Work to do:
a. Summarize the text on the fuzzystrmatch extension in two sentences.
b. Extend the text on the fuzzystrmatch extension, starting right after its final sentence.

Extract:
Check out our new migration tool - Move your Postgres data to Neon by pasting your connection URL, no manual steps

The fuzzystrmatch extension

new

Perform fuzzy string matching for names, typos, and similar-sounding words in Postgres

The fuzzystrmatch extension for Postgres provides a suite of functions to determine similarities and distances between strings. This is useful for applications that need to handle misspellings, phonetic variations, or simply find "close enough" matches in text data. Whether you're building a search engine, cleaning customer data, or trying to identify duplicate records, fuzzystrmatch offers powerful tools to compare strings beyond exact equality.

Imagine a user searching for "John Doe" but typing "Jon Dow", or needing to match "Smith" with "Smythe". fuzzystrmatch provides algorithms like Soundex, Levenshtein distance, Metaphone, and Daitch-Mokotoff Soundex to tackle these challenges.

Try it on Neon!

Neon is Serverless Postgres built for the cloud. Explore Postgres features and functions in our user-friendly SQL editor. Sign up for a free account to get started.

Sign Up

Enable the fuzzystrmatch extension

You can enable the extension by running the following CREATE EXTENSION statement in the Neon SQL Editor or from a client such as psql that is connected to your Neon database.

CREATE EXTENSION IF NOT EXISTS fuzzystrmatch;

Version availability:

Please refer to the list of all extensions available in Neon for up-to-date extension version information.

Core functions and usage

fuzzystrmatch offers several algorithms, each with its strengths for different types of string comparisons.

1. Soundex

The Soundex system is a phonetic algorithm for indexing names by sound, as pronounced in English. It converts a string into a four-character code, where the first character is the first letter of the string, and the remaining three digits encode the consonants.

Functions:

  • soundex(text) returns text: Computes the Soundex code of a string.
  • difference(text, text) returns int: Computes the difference between the Soundex codes of two strings. The result ranges from 0 (no match) to 4 (exact match on Soundex codes).

Examples:

The soundex function generates the phonetic code, and difference measures how similar these codes are. For instance, names that sound similar often share Soundex codes or have very similar ones:

  • Pairs like ("Smith"/"Smythe") and ("John"/"Jon") yield the same Soundex codes (S530 and J500 respectively), indicating they sound very similar. The difference function confirms this with a score of 4 (an exact match on the Soundex code).
  • Similarly, ("Robert"/"Rupert") both produce the Soundex code R163 and thus also have a difference score of 4.

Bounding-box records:

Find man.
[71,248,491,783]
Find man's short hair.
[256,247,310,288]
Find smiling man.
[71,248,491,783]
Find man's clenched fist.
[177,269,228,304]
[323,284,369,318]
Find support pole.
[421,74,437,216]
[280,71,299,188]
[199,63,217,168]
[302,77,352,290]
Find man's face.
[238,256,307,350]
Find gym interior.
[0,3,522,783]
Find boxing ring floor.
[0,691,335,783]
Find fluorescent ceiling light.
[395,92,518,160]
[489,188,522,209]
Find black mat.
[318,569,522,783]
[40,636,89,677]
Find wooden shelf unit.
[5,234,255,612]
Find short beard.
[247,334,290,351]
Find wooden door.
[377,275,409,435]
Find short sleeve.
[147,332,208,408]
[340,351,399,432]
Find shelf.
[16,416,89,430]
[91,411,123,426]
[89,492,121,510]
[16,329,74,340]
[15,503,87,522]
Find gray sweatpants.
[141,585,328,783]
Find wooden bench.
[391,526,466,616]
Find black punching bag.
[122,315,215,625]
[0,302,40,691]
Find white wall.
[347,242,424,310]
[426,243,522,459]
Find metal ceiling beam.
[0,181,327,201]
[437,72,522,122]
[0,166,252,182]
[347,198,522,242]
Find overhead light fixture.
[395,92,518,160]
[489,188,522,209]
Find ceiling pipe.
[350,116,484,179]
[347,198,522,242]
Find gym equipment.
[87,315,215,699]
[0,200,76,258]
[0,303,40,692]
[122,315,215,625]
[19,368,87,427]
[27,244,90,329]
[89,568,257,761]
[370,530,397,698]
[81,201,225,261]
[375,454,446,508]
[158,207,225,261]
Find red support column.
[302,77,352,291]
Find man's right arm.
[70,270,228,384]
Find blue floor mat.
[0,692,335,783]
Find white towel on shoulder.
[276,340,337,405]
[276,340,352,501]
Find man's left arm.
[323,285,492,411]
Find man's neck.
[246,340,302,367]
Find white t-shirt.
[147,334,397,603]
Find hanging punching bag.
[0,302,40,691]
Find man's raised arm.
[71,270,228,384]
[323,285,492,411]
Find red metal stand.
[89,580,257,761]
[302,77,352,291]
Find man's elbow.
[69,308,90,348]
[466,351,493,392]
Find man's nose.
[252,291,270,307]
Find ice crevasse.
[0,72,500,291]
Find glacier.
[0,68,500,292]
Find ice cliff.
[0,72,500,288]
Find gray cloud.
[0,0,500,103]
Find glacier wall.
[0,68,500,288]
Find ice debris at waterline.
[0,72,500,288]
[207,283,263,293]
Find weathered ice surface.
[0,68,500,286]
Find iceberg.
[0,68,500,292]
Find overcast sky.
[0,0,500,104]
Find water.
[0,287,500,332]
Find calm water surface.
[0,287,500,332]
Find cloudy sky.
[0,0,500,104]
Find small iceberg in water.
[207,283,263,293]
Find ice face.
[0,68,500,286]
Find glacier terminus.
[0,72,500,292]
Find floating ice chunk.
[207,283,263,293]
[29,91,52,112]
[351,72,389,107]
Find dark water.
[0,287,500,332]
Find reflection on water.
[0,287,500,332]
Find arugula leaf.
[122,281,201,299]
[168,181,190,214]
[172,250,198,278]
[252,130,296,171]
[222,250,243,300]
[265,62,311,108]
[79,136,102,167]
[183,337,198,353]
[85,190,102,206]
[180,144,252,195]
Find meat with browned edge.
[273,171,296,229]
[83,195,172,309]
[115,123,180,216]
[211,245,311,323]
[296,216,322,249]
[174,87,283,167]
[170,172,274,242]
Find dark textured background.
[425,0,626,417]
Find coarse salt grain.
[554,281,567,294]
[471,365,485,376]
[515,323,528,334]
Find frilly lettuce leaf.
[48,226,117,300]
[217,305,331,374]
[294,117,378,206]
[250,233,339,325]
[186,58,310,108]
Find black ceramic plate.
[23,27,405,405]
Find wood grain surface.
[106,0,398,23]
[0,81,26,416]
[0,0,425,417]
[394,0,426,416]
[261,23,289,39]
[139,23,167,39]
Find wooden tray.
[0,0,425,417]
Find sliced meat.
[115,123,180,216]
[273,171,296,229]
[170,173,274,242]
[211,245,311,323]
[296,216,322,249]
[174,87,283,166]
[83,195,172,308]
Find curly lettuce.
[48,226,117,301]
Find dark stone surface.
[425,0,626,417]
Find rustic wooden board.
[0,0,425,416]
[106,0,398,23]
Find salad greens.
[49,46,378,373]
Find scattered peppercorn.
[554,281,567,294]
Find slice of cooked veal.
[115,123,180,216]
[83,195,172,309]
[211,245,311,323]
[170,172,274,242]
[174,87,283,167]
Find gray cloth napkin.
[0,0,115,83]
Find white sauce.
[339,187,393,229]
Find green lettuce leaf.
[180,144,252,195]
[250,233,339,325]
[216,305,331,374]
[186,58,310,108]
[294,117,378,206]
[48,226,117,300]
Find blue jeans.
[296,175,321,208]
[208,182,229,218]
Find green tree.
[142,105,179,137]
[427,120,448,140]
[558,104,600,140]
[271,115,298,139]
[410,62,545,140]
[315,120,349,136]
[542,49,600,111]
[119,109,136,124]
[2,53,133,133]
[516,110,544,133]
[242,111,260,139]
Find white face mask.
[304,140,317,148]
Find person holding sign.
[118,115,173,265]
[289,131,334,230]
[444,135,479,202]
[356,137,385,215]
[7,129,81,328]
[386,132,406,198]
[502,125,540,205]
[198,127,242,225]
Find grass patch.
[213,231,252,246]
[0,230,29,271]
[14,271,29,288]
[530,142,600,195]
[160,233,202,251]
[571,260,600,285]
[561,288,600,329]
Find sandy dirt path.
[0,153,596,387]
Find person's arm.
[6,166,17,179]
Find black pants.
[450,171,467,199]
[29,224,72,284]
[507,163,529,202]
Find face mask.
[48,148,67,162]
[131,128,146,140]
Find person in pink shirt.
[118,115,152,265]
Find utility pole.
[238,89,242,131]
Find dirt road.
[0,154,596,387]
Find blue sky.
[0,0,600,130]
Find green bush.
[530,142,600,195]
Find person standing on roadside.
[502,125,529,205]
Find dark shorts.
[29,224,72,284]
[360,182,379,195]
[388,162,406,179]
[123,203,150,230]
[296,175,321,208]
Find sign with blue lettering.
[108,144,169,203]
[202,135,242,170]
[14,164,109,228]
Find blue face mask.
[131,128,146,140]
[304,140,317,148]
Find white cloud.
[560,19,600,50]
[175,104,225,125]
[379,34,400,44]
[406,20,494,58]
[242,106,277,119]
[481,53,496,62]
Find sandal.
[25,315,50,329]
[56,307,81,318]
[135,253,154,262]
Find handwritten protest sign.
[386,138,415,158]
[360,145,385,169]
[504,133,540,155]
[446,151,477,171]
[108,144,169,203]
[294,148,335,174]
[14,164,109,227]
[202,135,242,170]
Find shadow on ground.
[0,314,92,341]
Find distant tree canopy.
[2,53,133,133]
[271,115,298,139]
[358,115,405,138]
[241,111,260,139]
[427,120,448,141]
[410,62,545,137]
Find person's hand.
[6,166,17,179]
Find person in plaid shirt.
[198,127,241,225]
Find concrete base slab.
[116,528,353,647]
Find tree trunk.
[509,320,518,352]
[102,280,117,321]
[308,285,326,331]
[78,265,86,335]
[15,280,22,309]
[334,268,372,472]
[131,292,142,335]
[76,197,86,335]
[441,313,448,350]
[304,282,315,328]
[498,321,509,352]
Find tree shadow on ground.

Task results:
a. The fuzzystrmatch extension for Postgres provides functions that measure similarities and distances between strings, using algorithms such as Soundex, Levenshtein distance, Metaphone, and Daitch-Mokotoff Soundex to handle misspellings and phonetic variations. It is enabled with a CREATE EXTENSION statement, and its Soundex functions convert a string into a four-character code and score how closely two such codes match on a scale from 0 to 4.

b.
  • In contrast, a pair like ("Anne"/"Andrew") yields different Soundex codes (A500 vs A536) and a difference score of 2, reflecting a lesser degree of phonetic similarity according to Soundex.

Let's see these in action with SQL:

SELECT soundex('Smith'), soundex('Smythe');
-- s530, s530

SELECT difference('Smith', 'Smythe');
-- 4

SELECT soundex('John'), soundex('Jon');
-- J500, J500

SELECT difference('John', 'Jon');
-- 4

SELECT soundex('Robert'), soundex('Rupert');
-- R163, R163

SELECT difference('Anne', 'Andrew');
-- 2 (A500 vs A536)

Use case: Useful for matching English names that sound similar but are spelled differently. Note that Soundex is not very effective for non-English names.

2. Levenshtein distance

The Levenshtein distance measures the similarity between two strings by counting the minimum number of single-character edits (insertions, deletions, or substitutions) required to change one string into the other. A lower distance indicates greater similarity.

Functions:

  • levenshtein(source text, target text) returns int: Calculates Levenshtein distance with a cost of 1 for each insertion, deletion, or substitution.
  • levenshtein(source text, target text, ins_cost int, del_cost int, sub_cost int) returns int: Calculates Levenshtein distance with specified costs for operations.
  • levenshtein_less_equal(source text, target text, max_d int) returns int: An accelerated version. If the actual distance is less than or equal to max_d, it returns the correct distance; otherwise, it returns a value greater than max_d. This is faster if you only care about small distances.
  • levenshtein_less_equal(source text, target text, ins_cost int, del_cost int, sub_cost int, max_d int) returns int: Accelerated version with custom costs.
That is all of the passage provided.